Task goal.
Pick up the statistics exercises on within-individuals comparisons and keep writing from the point where they stop.

*** Given passage Section Begins ***

4. Explaining how the differences are computed is important.

## 14.8 Exercises

Answers to odd-numbered exercises are available in App. E.

Exercise 14.1 [Dataset: Insulation] The Electricity Council in Bristol wanted to determine if a certain type of wall-cavity insulation reduced average energy consumption in winter (The Open University (1983), Hand et al. (1996)). Their RQ was:

In Bristol homes, what is the mean reduction in energy consumption after adding home insulation?

1. What are the individuals (units of analysis)?
2. Explain why this study uses a within-individuals comparison.
3. Use the collected data (shown below) to sketch a case-profile plot.
4. Use the data to sketch a histogram of the differences.
5. Use software or a calculator to prepare a summary table.

Exercise 14.2 [Dataset: Captopril] In a study of hypertension , $$15$$ patients were given a drug (Captopril) and their systolic blood pressure measured (in mm Hg) immediately before and two hours after being given the drug (Table 14.6).

1. Explain why this study uses a within-individuals comparison.
2. Construct a histogram of the differences.
3. Construct a case-profile plot for the data.
TABLE 14.6: The Captopril data: before after after systolic blood pressures (in mm Hg).
Before After Before After
$$210$$ $$201$$ $$173$$ $$147$$
$$169$$ $$165$$ $$146$$ $$136$$
$$187$$ $$166$$ $$174$$ $$151$$
$$160$$ $$157$$ $$201$$ $$168$$
$$167$$ $$147$$ $$198$$ $$179$$
$$176$$ $$145$$ $$148$$ $$129$$
$$185$$ $$168$$ $$154$$ $$131$$
$$206$$ $$180$$

Exercise 14.3 [Dataset: PainRelief] Augustino et al. (2023) measured the reported pain of new mothers in Dodoma (Tanzania) at four times: near giving birth, then $$20$$, $$40$$ and $$60$$ mins after giving birth. Mothers were administered either paracetamol or a cold pack as pain relief. Pain was recorded using a 'numeric rating scale represented by the horizontal line marked from zero to ten', where higher scores mean greater pain.

Since the number of individuals is large ($$n = 912$$), use the summary data in Table 14.7 to sketch a plot of the means and the range, like that in Figure 14.5.

TABLE 14.7: A summary table of reported pain for mothers after giving birth.

*** Given passage Section Ends ***
*** Provided material Section Begins ***

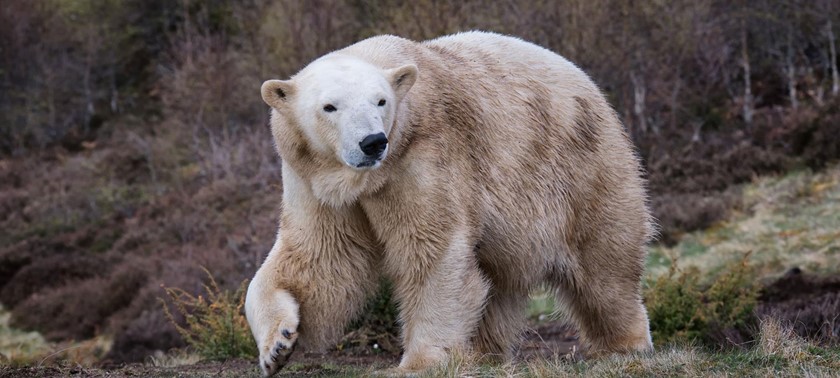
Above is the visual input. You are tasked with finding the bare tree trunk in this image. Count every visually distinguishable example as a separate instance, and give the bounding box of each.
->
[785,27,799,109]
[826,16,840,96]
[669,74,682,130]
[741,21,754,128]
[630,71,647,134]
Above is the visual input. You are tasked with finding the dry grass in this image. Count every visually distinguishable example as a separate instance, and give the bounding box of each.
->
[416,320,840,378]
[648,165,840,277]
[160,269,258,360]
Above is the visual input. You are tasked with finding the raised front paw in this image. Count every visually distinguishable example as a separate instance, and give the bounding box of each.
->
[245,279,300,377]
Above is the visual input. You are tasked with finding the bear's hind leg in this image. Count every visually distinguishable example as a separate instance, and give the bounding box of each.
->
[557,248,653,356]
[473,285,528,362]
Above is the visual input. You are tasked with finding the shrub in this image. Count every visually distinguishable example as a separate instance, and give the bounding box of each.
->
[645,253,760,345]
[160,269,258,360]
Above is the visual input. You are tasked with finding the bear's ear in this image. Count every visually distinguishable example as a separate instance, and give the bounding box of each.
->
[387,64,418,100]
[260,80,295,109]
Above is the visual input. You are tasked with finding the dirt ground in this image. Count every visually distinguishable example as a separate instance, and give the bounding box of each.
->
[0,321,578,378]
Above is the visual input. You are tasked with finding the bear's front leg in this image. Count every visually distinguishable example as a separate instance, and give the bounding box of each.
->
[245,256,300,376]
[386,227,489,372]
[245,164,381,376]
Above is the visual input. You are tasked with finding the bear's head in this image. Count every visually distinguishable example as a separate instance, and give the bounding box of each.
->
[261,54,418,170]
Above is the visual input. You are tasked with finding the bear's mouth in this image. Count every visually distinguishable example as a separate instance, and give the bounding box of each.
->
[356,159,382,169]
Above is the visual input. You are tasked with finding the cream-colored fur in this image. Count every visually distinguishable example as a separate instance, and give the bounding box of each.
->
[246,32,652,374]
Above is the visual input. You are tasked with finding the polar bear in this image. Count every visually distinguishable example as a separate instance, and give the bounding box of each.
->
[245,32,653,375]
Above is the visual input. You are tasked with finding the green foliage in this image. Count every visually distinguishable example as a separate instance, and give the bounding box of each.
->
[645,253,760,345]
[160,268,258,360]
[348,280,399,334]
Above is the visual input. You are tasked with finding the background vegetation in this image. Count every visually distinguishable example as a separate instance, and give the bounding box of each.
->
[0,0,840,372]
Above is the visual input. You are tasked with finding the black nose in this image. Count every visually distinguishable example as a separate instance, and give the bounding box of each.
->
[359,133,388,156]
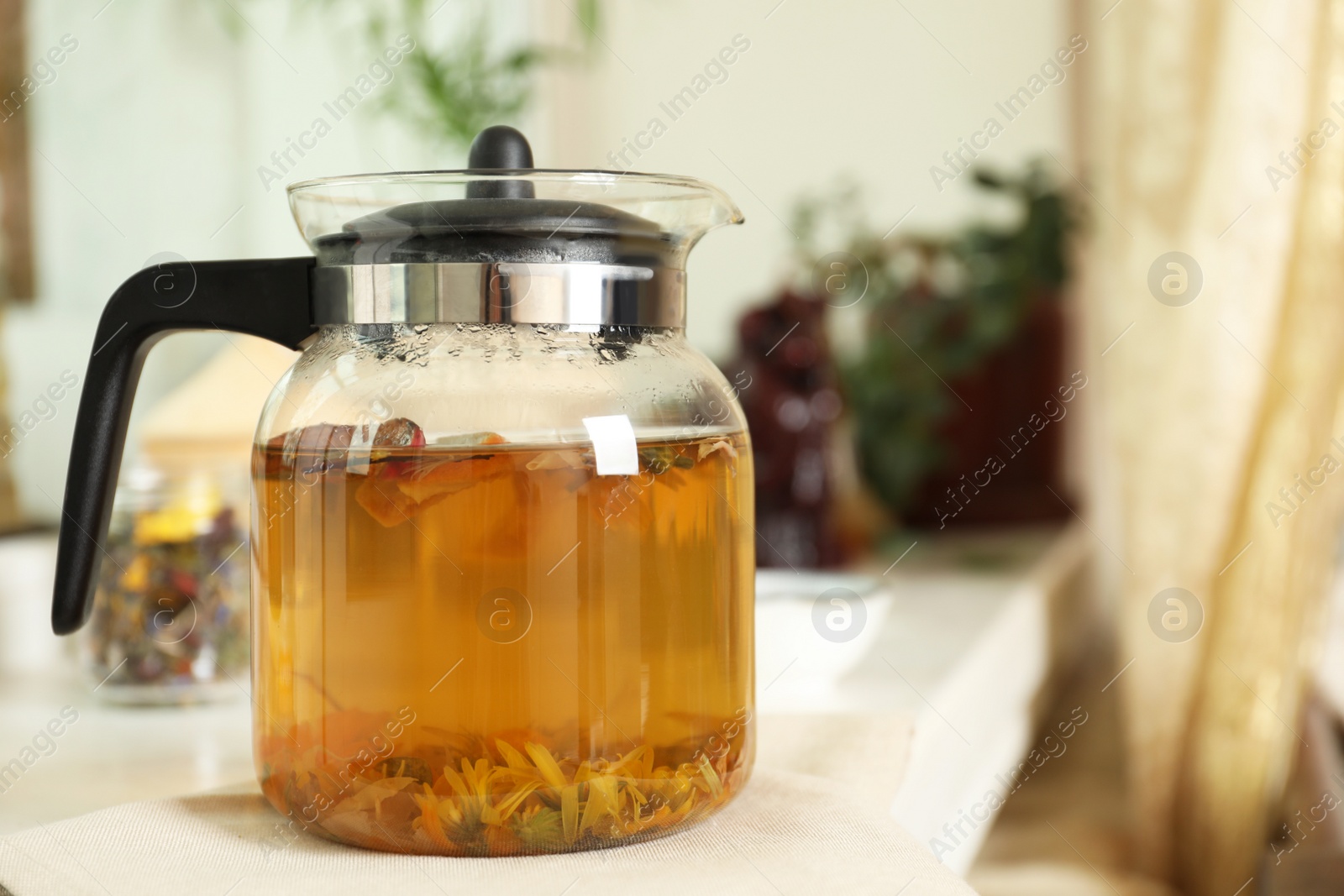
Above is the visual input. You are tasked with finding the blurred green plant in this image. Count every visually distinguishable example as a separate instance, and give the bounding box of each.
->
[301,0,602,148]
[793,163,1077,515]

*** Provided material Section Ends ***
*** Provided material Section Begins ***

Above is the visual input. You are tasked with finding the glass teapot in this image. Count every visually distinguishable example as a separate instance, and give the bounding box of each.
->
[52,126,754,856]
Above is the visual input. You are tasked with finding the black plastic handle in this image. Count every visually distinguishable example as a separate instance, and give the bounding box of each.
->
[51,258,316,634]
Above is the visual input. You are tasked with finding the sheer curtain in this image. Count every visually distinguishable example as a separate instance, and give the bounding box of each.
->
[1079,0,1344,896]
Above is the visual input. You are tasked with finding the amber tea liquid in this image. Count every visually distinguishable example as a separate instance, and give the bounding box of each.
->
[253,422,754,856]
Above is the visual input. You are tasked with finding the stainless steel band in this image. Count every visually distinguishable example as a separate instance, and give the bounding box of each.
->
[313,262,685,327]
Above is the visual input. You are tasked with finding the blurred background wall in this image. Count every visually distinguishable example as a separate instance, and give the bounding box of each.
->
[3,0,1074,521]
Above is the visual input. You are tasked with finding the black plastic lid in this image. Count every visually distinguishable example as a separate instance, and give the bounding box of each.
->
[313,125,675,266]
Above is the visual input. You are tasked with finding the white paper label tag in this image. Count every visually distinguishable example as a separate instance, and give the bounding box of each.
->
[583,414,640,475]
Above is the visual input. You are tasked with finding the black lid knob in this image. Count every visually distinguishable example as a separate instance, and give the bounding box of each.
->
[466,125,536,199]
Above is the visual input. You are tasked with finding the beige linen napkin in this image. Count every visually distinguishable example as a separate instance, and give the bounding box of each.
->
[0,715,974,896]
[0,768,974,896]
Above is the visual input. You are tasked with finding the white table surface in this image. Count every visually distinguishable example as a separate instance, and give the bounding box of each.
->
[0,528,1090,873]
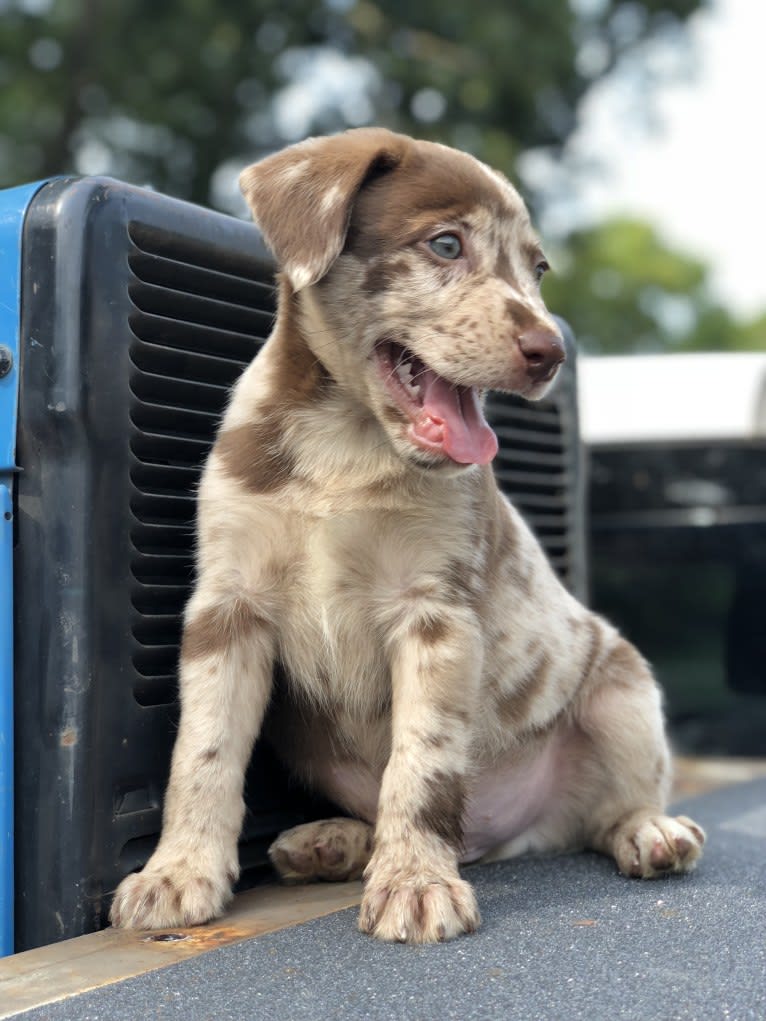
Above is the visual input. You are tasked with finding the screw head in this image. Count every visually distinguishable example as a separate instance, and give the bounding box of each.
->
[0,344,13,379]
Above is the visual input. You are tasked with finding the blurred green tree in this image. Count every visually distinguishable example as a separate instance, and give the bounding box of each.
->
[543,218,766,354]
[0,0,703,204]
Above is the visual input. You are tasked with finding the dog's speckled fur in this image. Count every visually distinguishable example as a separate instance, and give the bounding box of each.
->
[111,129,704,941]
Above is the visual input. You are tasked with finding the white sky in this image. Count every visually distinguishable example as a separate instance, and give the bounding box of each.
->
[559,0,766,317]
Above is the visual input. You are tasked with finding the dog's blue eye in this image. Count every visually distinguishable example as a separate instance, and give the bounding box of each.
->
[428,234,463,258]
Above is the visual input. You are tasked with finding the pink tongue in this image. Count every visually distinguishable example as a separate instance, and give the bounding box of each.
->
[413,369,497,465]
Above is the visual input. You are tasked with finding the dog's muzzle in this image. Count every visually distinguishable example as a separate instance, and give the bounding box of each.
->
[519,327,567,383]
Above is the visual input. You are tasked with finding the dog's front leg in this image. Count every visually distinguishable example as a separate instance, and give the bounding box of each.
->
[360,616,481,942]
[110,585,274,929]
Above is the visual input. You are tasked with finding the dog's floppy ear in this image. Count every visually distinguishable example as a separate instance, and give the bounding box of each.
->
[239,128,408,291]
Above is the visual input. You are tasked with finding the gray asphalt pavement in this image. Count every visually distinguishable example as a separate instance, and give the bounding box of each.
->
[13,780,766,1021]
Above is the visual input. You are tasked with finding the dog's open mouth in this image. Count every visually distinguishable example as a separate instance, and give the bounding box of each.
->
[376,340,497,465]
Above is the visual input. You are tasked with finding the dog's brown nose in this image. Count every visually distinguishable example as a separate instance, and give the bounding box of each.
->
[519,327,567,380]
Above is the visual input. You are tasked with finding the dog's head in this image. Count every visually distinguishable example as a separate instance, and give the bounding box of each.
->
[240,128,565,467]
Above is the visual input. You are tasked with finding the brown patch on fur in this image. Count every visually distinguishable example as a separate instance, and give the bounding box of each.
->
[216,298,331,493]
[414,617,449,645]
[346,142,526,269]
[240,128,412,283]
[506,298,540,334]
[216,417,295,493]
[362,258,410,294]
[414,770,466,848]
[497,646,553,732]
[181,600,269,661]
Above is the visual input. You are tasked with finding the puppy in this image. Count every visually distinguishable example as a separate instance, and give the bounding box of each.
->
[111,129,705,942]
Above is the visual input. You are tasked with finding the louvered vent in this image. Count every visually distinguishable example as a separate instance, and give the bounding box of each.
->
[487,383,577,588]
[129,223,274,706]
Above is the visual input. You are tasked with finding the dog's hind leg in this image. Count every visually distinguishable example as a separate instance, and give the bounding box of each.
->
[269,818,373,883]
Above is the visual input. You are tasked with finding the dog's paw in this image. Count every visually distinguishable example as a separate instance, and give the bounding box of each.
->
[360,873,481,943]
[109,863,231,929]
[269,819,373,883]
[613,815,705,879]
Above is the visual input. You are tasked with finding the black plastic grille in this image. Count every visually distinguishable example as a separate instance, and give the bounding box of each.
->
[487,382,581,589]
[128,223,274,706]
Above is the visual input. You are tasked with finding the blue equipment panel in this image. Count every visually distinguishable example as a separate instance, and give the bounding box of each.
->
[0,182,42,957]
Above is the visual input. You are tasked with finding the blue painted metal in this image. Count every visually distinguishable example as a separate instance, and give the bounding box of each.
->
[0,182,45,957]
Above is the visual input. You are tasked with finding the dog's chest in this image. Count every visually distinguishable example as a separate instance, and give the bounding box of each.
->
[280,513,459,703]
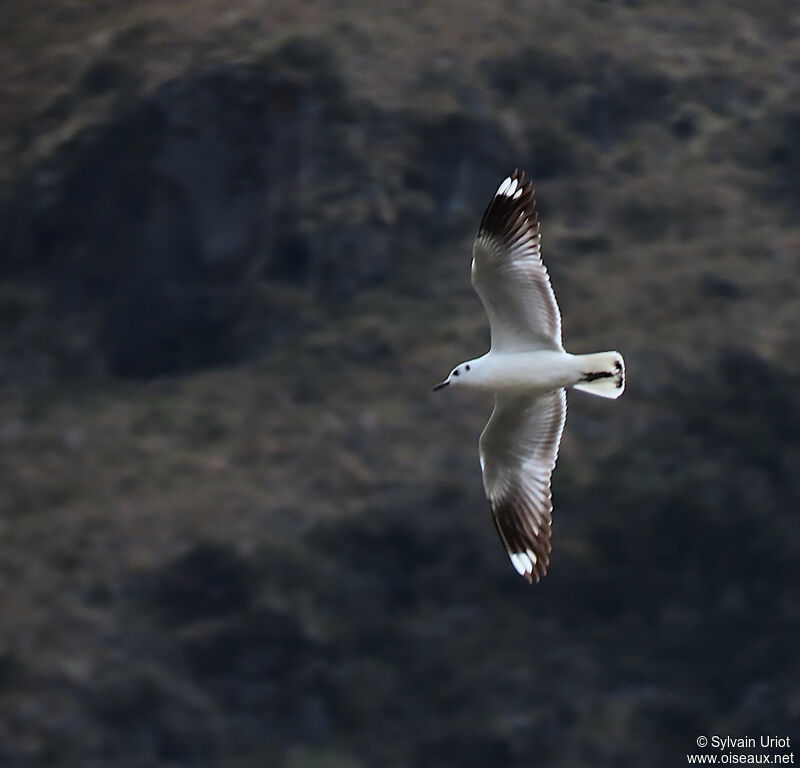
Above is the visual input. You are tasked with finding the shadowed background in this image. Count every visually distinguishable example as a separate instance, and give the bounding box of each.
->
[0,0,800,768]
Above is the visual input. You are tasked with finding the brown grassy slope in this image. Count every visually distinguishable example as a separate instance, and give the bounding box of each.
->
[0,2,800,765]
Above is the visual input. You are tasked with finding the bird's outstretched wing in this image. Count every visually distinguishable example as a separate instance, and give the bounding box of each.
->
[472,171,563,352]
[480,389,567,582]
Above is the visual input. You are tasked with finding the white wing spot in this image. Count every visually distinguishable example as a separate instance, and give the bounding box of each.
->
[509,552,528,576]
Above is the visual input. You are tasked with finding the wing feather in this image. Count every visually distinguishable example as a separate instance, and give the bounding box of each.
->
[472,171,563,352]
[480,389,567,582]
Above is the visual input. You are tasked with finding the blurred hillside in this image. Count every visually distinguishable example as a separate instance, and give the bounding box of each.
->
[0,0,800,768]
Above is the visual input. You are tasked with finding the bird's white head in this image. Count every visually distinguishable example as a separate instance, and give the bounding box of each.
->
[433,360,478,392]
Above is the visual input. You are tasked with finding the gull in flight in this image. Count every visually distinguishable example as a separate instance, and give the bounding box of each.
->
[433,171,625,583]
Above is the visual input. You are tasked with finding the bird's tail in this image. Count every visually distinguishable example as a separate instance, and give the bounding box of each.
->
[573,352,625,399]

*** Provided material Section Ends ***

Result of the task.
At birth After 20 mins After 40 mins After 60 mins
Paracetamol Mean $$7.44$$ $$6.89$$ $$4.69$$ $$2.84$$
($$n = 456$$) Std. deviation $$2.01$$ $$1.83$$ $$1.49$$ $$1.19$$
Minimum $$2.00$$ $$2.00$$ $$2.00$$ $$0.00$$
Maximum $$10.00$$ $$10.00$$ $$9.00$$ $$7.00$$
Cold pack Mean $$8.63$$ $$5.67$$ $$3.19$$ $$0.99$$
($$n = 455$$) Std. deviation $$1.40$$ $$2.03$$ $$1.63$$ $$0.99$$
Minimum $$4.00$$ $$0.00$$ $$0.00$$ $$0.00$$
Maximum $$10.00$$ $$9.00$$ $$6.00$$ $$4.00$$

Exercise 14.4 [Dataset: Stress] The concentration of beta-endorphins in the blood is a sign of stress. One study (Hand et al. (1996), Dataset 232; Hoaglin, Mosteller, and Tukey (2011)) measured the beta-endorphin concentration for $$19$$ patients about to undergo surgery.

Each patient had their beta-endorphin concentrations measured $$12$$--$$14$$ hours before surgery, and also $$10$$ minutes before surgery. A numerical summary (from software output) is in Table 14.8.

TABLE 14.8: The numerical summary for the presurgical stress data.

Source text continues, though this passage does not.